**SET PROBLEM:** Express every line of the records below as a Markdown table with the columns Row and Line. Number the rows in order and leave out blank lines.

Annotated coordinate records
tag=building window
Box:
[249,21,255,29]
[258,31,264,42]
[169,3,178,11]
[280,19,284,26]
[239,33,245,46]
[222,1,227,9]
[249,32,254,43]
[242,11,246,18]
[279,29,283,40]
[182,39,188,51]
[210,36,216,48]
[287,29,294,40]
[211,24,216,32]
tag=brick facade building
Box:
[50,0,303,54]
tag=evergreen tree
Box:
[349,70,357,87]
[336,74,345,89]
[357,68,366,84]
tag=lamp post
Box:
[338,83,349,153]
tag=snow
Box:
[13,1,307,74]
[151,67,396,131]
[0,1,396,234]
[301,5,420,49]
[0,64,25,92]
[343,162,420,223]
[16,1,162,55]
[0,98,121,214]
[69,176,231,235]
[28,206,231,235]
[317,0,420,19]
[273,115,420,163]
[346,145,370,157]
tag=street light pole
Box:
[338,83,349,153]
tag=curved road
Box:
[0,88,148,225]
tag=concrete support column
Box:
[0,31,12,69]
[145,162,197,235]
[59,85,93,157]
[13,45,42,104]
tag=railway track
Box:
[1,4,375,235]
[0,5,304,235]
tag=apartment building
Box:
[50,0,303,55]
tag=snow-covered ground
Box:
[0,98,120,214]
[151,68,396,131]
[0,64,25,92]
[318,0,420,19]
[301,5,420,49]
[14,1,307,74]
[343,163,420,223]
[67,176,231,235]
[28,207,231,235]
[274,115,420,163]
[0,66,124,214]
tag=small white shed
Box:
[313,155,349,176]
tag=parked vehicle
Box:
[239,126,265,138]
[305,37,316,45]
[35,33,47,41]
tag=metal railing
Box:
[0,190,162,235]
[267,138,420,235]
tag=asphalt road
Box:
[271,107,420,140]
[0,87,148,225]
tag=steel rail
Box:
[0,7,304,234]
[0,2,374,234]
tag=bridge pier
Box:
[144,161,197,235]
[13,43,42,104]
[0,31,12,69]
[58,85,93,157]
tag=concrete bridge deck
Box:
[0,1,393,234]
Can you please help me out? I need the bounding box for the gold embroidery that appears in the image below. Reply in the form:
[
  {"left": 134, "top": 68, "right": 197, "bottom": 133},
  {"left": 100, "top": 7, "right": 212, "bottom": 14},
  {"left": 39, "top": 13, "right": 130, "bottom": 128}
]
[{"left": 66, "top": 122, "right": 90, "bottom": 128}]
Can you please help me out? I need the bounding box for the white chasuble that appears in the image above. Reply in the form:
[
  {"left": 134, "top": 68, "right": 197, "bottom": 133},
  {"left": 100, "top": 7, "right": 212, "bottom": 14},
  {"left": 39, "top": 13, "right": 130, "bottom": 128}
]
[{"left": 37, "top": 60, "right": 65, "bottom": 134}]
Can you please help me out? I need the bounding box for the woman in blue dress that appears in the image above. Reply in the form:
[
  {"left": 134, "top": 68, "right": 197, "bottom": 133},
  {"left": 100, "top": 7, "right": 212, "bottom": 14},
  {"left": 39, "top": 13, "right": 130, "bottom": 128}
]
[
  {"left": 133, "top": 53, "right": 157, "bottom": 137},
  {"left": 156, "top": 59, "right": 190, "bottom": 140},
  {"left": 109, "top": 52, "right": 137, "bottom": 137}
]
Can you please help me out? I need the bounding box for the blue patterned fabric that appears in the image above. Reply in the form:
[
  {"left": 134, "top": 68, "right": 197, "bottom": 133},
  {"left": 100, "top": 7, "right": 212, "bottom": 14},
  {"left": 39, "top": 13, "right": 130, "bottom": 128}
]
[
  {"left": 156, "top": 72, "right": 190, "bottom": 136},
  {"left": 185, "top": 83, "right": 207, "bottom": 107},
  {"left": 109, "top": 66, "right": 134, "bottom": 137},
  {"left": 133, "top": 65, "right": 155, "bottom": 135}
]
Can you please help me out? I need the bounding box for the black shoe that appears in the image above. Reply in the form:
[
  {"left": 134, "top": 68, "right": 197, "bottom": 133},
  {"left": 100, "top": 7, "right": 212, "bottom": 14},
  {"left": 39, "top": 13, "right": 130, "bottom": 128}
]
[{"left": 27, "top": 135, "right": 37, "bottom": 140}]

**COMPLETE RESPONSE:**
| Row | Line |
|---|---|
| 1 | tag=building window |
| 2 | Box: |
| 3 | [249,21,255,29] |
| 4 | [258,31,264,42] |
| 5 | [169,3,178,11] |
| 6 | [280,19,284,26] |
| 7 | [239,33,245,46] |
| 8 | [222,1,227,9] |
| 9 | [249,32,254,43] |
| 10 | [242,11,246,18] |
| 11 | [279,29,283,40] |
| 12 | [182,39,188,51] |
| 13 | [210,36,216,48] |
| 14 | [287,29,294,40] |
| 15 | [211,24,216,32] |
| 16 | tag=brick facade building |
| 17 | Box: |
| 18 | [50,0,303,54] |
| 19 | tag=evergreen tree |
| 20 | Box: |
| 21 | [349,70,357,87] |
| 22 | [336,74,345,89] |
| 23 | [357,68,366,84] |
| 24 | tag=lamp post |
| 25 | Box: |
| 26 | [338,83,349,153] |
| 27 | tag=snow |
| 28 | Box: |
| 29 | [13,1,307,74] |
| 30 | [151,67,396,131] |
| 31 | [0,1,396,234] |
| 32 | [301,5,420,49] |
| 33 | [0,64,25,92] |
| 34 | [343,162,420,223] |
| 35 | [16,1,162,55] |
| 36 | [0,98,121,214] |
| 37 | [69,176,231,235] |
| 38 | [28,206,231,235] |
| 39 | [317,0,420,19] |
| 40 | [273,115,420,163] |
| 41 | [346,145,370,157] |
| 42 | tag=street light pole |
| 43 | Box: |
| 44 | [338,83,349,153] |
| 45 | tag=curved road |
| 46 | Box: |
| 47 | [0,88,148,225] |
| 48 | tag=concrete support column |
| 49 | Box: |
| 50 | [0,31,12,69] |
| 51 | [145,162,197,235] |
| 52 | [59,85,93,157] |
| 53 | [13,45,42,104] |
| 54 | tag=railway track |
| 55 | Box: |
| 56 | [1,4,375,235] |
| 57 | [0,5,304,235] |
| 58 | tag=apartment building |
| 59 | Box: |
| 60 | [50,0,303,55] |
| 61 | tag=snow-covered ground |
| 62 | Box: |
| 63 | [0,98,120,214] |
| 64 | [151,68,396,131] |
| 65 | [0,64,25,92] |
| 66 | [318,0,420,19] |
| 67 | [301,5,420,49] |
| 68 | [14,1,307,74] |
| 69 | [343,163,420,223] |
| 70 | [67,176,231,235] |
| 71 | [28,207,231,235] |
| 72 | [274,115,420,163] |
| 73 | [0,66,124,214] |
| 74 | tag=small white shed |
| 75 | Box: |
| 76 | [313,155,349,176] |
| 77 | tag=parked vehicle |
| 78 | Box: |
| 79 | [239,126,265,138] |
| 80 | [305,37,316,45] |
| 81 | [35,33,47,41] |
| 82 | tag=metal railing |
| 83 | Box: |
| 84 | [0,190,162,235] |
| 85 | [267,138,420,235] |
| 86 | tag=asphalt road |
| 87 | Box: |
| 88 | [271,107,420,140] |
| 89 | [0,87,148,225] |
| 90 | tag=steel rail |
| 91 | Box: |
| 92 | [0,7,304,234] |
| 93 | [0,2,374,234] |
| 94 | tag=bridge pier |
| 95 | Box: |
| 96 | [144,161,197,235] |
| 97 | [13,43,42,104] |
| 98 | [0,31,12,69] |
| 99 | [58,85,93,157] |
| 100 | tag=concrete bridge deck |
| 101 | Box: |
| 102 | [0,1,393,234] |
| 103 | Can you please help me out? I need the bounding box for the gold embroidery that appears in the image below. Reply in the form: |
| 104 | [ |
| 105 |   {"left": 134, "top": 68, "right": 197, "bottom": 133}, |
| 106 |   {"left": 100, "top": 7, "right": 212, "bottom": 14}, |
| 107 |   {"left": 39, "top": 13, "right": 130, "bottom": 128} |
| 108 | ] |
| 109 | [{"left": 66, "top": 122, "right": 90, "bottom": 128}] |
| 110 | Can you please help me out? I need the bounding box for the white chasuble that appears in the image above. Reply in the form: |
| 111 | [ |
| 112 |   {"left": 134, "top": 68, "right": 197, "bottom": 133}, |
| 113 |   {"left": 100, "top": 7, "right": 212, "bottom": 14}, |
| 114 |   {"left": 39, "top": 13, "right": 130, "bottom": 128} |
| 115 | ] |
| 116 | [{"left": 37, "top": 60, "right": 65, "bottom": 134}] |
| 117 | Can you please help me out? I need the bounding box for the woman in blue dress that appears in the image above. Reply in the form: |
| 118 | [ |
| 119 |   {"left": 134, "top": 68, "right": 197, "bottom": 133}, |
| 120 |   {"left": 100, "top": 7, "right": 212, "bottom": 14}, |
| 121 |   {"left": 39, "top": 13, "right": 130, "bottom": 128} |
| 122 | ] |
| 123 | [ |
| 124 |   {"left": 133, "top": 53, "right": 157, "bottom": 137}, |
| 125 |   {"left": 156, "top": 59, "right": 190, "bottom": 140}, |
| 126 |   {"left": 109, "top": 52, "right": 137, "bottom": 137} |
| 127 | ] |
| 128 | Can you please help me out? I need the bounding box for the blue patterned fabric that appears in the image above. Reply in the form: |
| 129 | [ |
| 130 |   {"left": 134, "top": 68, "right": 197, "bottom": 133}, |
| 131 |   {"left": 100, "top": 7, "right": 212, "bottom": 14}, |
| 132 |   {"left": 39, "top": 13, "right": 130, "bottom": 128} |
| 133 | ] |
| 134 | [ |
| 135 |   {"left": 156, "top": 72, "right": 190, "bottom": 136}, |
| 136 |   {"left": 185, "top": 83, "right": 207, "bottom": 107}, |
| 137 |   {"left": 109, "top": 66, "right": 134, "bottom": 137}, |
| 138 |   {"left": 133, "top": 65, "right": 155, "bottom": 135} |
| 139 | ] |
| 140 | Can you please help me out? I need the bounding box for the black shoe that appears in the image above. Reply in the form: |
| 141 | [ |
| 142 |   {"left": 134, "top": 68, "right": 197, "bottom": 133}, |
| 143 |   {"left": 100, "top": 7, "right": 212, "bottom": 14}, |
| 144 |   {"left": 39, "top": 13, "right": 130, "bottom": 128} |
| 145 | ] |
| 146 | [{"left": 27, "top": 135, "right": 37, "bottom": 140}] |